* _Page text_
+++
While in talks with U.S.-based Estée Lauder regarding a potential merger, the Catalan beauty group saw its growth slow in early 2026, held back by its Fragrances division. However, it is still maintaining its annual targets.

 

While it continues to explore a potential merger with its American competitor Estée Lauder, Puig slowed down in the first quarter of 2026.

 

With organic growth of +4.7% (+0.8% reported) to €1.2 billion, the Catalan beauty and fashion group has once again outperformed the beauty market, marking its eighth consecutive quarter of doing so…

 

Better than the market and analysts’ expectations

 

It also beat the expectations of J.P. Morgan analysts, who had not anticipated organic growth of more than 2.2% during the first three months of 2026.

 

Its adjusted EBITDA margins are expected to remain stable, in line with 2025 levels at 20.7% of net revenue.

 

Nevertheless, this first quarterly growth figure for 2026 is also the weakest since the COVID-19 pandemic for the group, which boasts a broad portfolio of luxury and niche brands and licenses (Jean Paul Gaultier, Carolina Herrera, Rabanne, Nina Ricci, Christian Louboutin, Banderas, Adolfo Dominguez, Byredo, Charlotte Tilbury, L’Artisan Parfumeur, Penhaligon’s…).

 

As a reminder, in 2025, Puig reported a 5.3% increase in revenue (+7.8% on a comparable basis) to €5.04 billion. And in the fourth quarter, its comparable growth, driven by makeup, soared by +9.8% to €1.45 billion.

 

A Tougher Environment for Fragrances

 

But the group is now operating in a tougher environment for the luxury and beauty market, particularly in fragrances, its main specialty, which accounts for 74% of its revenue (including fashion).

 

Its Fragrances and Fashion division thus saw growth (+3.9% on a comparable basis, +0.1% on a reported basis) to €897.2 million, a less robust performance than that of Makeup (+9.2% and +3.3% to €170.8 million) and Skincare (+4.7% and +2.1% to €147.3 million). Makeup, for its part, was driven by Charlotte Tilbury, while Uriage and Apivita fueled the momentum in Skincare.

 

Regionally, Puig continued to perform exceptionally well in Asia-Pacific, albeit its smallest market. Driven by niche fragrances and Charlotte Tilbury, the region posted like-for-like growth of +26.1% (+17.9% on a reported basis) to €131 million.

 

Slowdown in EMEA and the Americas

 

The EMEA and Americas regions, however, saw growth stall, with growth of +3% and +1.9% to €656 million for the former and +2% (-5% on a reported basis) to €428.3 million in the Americas. They were indeed impacted by macroeconomic conditions and currency effects.

 

In the EMEA region, all eyes are naturally on the Middle East. The conflict there is reported to have already had a negative impact estimated by the group at approximately 1.2%, linked more to disruptions in Travel Retail activity than to its local markets. Performance in Dubai and Saudi Arabia is reportedly mixed.

 

Puig remains attentive to how the situation evolves, anticipating an impact of approximately 1% in the first half of the year should the conflict continue.
+++
[Point-per-instance localization records]
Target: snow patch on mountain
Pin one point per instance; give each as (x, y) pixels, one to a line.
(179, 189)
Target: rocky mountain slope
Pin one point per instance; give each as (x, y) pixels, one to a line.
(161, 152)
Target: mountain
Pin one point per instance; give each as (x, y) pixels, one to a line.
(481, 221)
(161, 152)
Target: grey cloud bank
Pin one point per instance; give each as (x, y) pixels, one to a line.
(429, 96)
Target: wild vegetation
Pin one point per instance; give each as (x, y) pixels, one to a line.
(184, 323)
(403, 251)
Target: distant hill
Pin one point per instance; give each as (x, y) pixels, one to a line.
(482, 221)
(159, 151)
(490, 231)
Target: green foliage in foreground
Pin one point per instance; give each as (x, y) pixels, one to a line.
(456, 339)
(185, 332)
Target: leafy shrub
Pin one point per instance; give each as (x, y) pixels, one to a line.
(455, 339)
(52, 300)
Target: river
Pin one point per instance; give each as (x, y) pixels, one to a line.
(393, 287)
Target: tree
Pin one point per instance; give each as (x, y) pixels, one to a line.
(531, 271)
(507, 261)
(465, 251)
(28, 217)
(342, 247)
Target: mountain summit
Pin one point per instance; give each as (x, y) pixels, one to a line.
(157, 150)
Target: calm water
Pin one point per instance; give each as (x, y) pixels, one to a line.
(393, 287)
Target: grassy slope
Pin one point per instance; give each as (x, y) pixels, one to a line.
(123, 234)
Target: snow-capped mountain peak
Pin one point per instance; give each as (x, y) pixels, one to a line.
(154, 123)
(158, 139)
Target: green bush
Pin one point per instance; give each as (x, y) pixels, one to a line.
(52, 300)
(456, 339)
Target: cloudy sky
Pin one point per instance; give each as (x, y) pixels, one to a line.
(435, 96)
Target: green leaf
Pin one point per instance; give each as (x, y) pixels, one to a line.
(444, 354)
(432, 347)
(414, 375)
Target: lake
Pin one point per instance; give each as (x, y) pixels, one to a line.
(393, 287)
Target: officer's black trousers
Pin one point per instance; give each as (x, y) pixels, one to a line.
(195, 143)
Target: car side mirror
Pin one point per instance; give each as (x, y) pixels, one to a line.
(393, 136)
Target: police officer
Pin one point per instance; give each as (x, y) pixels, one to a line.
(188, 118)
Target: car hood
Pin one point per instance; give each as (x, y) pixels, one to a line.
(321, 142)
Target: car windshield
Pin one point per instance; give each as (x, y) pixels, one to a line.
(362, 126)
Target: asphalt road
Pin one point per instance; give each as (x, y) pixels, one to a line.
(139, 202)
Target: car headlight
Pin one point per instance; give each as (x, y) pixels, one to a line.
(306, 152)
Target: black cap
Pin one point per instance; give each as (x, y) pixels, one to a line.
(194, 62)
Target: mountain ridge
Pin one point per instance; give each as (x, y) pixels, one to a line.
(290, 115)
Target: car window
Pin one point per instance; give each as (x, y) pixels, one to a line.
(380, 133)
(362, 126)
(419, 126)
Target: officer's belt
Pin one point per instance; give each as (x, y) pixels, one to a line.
+++
* _What to do_
Transcribe the passage of the article on Puig's first-quarter results starting at "While in talks" and ending at "its annual targets.". Rely solely on the article about Puig's first-quarter results for the following work.

* _Answer box_
While in talks with U.S.-based Estée Lauder regarding a potential merger, the Catalan beauty group saw its growth slow in early 2026, held back by its Fragrances division. However, it is still maintaining its annual targets.